Пусть меня не пугает разница лет: ведь может же он быть молодым, веселым. Он понимает — то, что было вчера, — отвратительно. Но больше это не повторится никогда. Вчера мы оба вели себя глупо, пошло, недостойно.
Он был безобразно груб и сегодня сам себе мерзок за это. Но об этом мы не будем вспоминать. Вот так, как будто ничего не было. Он уничтожил уже листки записной книжки, на которых шла вчерашняя переписка, наполненная взаимными оскорблениями.
Я ответила, что люблю его, буду с ним, но не могу остаться здесь сейчас, ничего не сказав Яншину. Я знаю, что Яншин меня любит и не перенесет моего ухода в такой форме: как уйти, ничего не сказав Яншину, и остаться у другого. Я по-человечески достаточно люблю и уважаю мужа и не могу поступить с ним так.
И театра я не брошу и никогда не смогла бы бросить. Неужели Владимир Владимирович сам не понимает, что если я уйду из театра, откажусь от работы, в жизни моей образуется такая пустота, которую заполнить будет невозможно. Это принесет большие трудности в первую очередь ему же. Познавши в жизни работу, и к тому же работу такую интересную, как в Художественном театре, невозможно сделаться только женой своего мужа, даже такого большого человека, как Маяковский.
Вот и на репетицию я должна и обязана пойти, и я пойду на репетицию, потом домой, скажу все Яншину и вечером перееду к нему совсем.

_ _ _ _

▶ [Задание]
Выпишите из приведенного отрывка дословно фрагмент, который открывается словами «Пусть меня не» и завершается словами «наполненная взаимными оскорблениями.».

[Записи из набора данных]

_ _ _ _

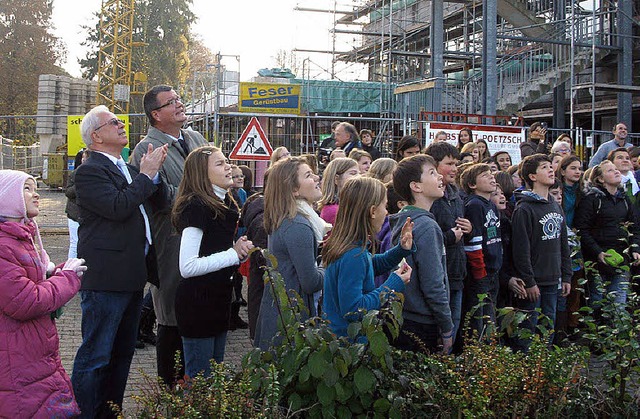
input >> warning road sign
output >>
[229,116,273,160]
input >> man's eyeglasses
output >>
[93,118,124,132]
[153,96,182,111]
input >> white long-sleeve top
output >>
[179,227,240,278]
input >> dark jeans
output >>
[156,324,184,386]
[71,291,142,418]
[512,284,559,352]
[464,273,498,337]
[394,319,439,353]
[449,290,463,341]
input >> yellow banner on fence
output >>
[238,83,302,115]
[67,115,129,156]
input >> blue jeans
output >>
[71,291,142,418]
[464,273,498,337]
[182,331,227,377]
[449,290,462,341]
[513,284,559,352]
[588,272,629,307]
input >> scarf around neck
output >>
[297,199,333,242]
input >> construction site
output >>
[2,0,640,183]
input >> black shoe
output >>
[138,332,157,346]
[229,316,249,330]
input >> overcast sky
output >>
[53,0,362,80]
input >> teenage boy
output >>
[461,163,502,337]
[511,154,572,351]
[390,154,453,354]
[425,142,471,340]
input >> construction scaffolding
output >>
[297,0,640,129]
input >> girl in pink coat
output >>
[0,170,86,418]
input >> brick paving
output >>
[36,189,252,417]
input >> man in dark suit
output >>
[131,85,207,385]
[71,106,167,418]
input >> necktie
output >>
[624,179,636,204]
[178,138,189,156]
[116,159,153,244]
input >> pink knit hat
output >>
[0,170,49,267]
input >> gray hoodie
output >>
[389,206,453,333]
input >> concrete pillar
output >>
[617,0,633,132]
[429,1,444,112]
[482,0,498,115]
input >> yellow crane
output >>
[97,0,147,114]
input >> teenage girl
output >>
[172,146,253,377]
[322,177,413,336]
[254,157,330,350]
[573,160,640,307]
[318,157,360,224]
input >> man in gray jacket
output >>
[132,85,207,384]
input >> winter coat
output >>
[389,206,453,333]
[511,191,572,288]
[573,187,640,275]
[131,127,207,326]
[430,185,467,290]
[0,222,80,418]
[254,213,324,351]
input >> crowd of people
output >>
[0,90,640,418]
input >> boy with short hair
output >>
[511,154,572,351]
[425,142,471,340]
[390,155,453,354]
[461,163,502,337]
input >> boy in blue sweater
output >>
[389,155,454,354]
[461,163,502,337]
[511,154,572,351]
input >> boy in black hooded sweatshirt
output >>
[511,154,572,351]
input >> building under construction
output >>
[298,0,640,130]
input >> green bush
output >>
[131,251,638,418]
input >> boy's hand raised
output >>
[400,217,413,250]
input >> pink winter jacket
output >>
[0,222,80,418]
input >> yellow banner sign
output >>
[67,115,129,156]
[238,83,302,115]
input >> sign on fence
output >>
[424,122,526,164]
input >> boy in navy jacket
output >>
[461,163,502,336]
[511,154,572,351]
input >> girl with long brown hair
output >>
[172,146,253,377]
[322,177,413,336]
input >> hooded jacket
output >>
[430,185,467,290]
[389,206,453,333]
[573,186,640,274]
[0,170,80,418]
[464,194,502,280]
[511,191,572,288]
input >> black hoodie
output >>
[511,191,572,288]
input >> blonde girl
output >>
[172,146,253,377]
[254,157,330,350]
[322,177,413,336]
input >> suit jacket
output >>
[75,152,158,292]
[131,127,207,326]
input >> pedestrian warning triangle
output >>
[229,116,273,160]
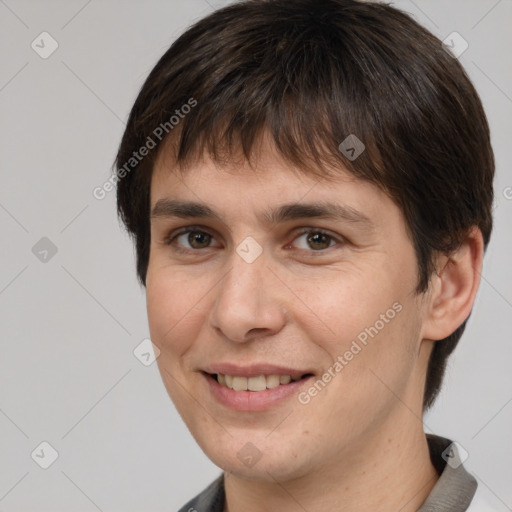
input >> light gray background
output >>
[0,0,512,512]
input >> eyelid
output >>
[164,225,347,254]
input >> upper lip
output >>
[203,363,313,378]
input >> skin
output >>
[146,138,483,512]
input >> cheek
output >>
[146,272,204,355]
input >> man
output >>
[117,0,494,512]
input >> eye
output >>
[295,228,341,251]
[165,227,219,251]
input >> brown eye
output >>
[182,231,212,249]
[307,233,332,250]
[295,229,337,251]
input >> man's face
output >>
[146,143,428,481]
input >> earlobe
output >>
[422,227,484,340]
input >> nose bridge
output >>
[212,240,284,342]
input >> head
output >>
[116,0,494,480]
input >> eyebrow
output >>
[151,198,373,228]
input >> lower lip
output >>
[204,374,313,411]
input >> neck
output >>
[225,404,438,512]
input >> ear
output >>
[422,227,484,340]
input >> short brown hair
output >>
[116,0,494,407]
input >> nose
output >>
[211,245,286,343]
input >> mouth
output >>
[203,372,313,393]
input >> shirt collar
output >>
[179,434,478,512]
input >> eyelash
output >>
[164,226,344,254]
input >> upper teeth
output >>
[217,373,300,391]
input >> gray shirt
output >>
[179,434,478,512]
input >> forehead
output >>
[151,143,401,237]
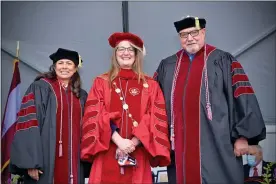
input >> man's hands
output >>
[234,137,249,157]
[28,169,43,181]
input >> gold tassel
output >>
[195,17,200,29]
[78,55,82,68]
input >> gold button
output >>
[123,104,128,110]
[133,121,138,127]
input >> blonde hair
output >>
[108,42,146,85]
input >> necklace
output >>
[112,78,138,127]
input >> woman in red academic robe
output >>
[81,33,170,184]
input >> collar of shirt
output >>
[185,51,195,62]
[249,161,263,177]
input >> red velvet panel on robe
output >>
[81,69,170,184]
[173,45,214,184]
[41,79,82,184]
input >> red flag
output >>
[1,59,21,183]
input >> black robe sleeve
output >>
[10,81,49,175]
[221,53,266,145]
[153,60,164,91]
[80,90,92,180]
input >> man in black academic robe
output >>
[154,17,266,184]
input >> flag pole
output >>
[16,41,19,59]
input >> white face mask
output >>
[247,155,256,167]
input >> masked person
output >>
[244,145,276,184]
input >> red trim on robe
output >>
[172,45,215,184]
[22,93,35,104]
[231,61,243,72]
[17,105,36,117]
[85,99,99,107]
[152,72,158,79]
[232,74,249,86]
[234,86,254,98]
[16,119,38,131]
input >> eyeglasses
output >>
[117,47,135,53]
[179,29,199,38]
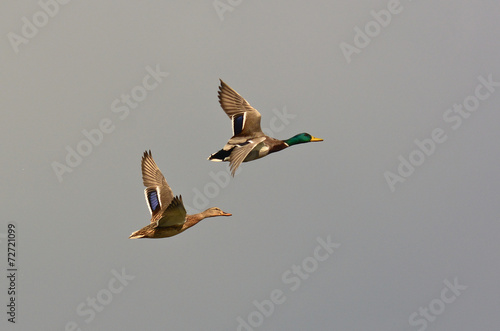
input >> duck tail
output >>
[207,149,232,162]
[128,230,144,239]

_ _ _ _

▶ [Результат]
Пусть меня не пугает разница лет: ведь может же он быть молодым, веселым. Он понимает — то, что было вчера, — отвратительно. Но больше это не повторится никогда. Вчера мы оба вели себя глупо, пошло, недостойно.
Он был безобразно груб и сегодня сам себе мерзок за это. Но об этом мы не будем вспоминать. Вот так, как будто ничего не было. Он уничтожил уже листки записной книжки, на которых шла вчерашняя переписка, наполненная взаимными оскорблениями.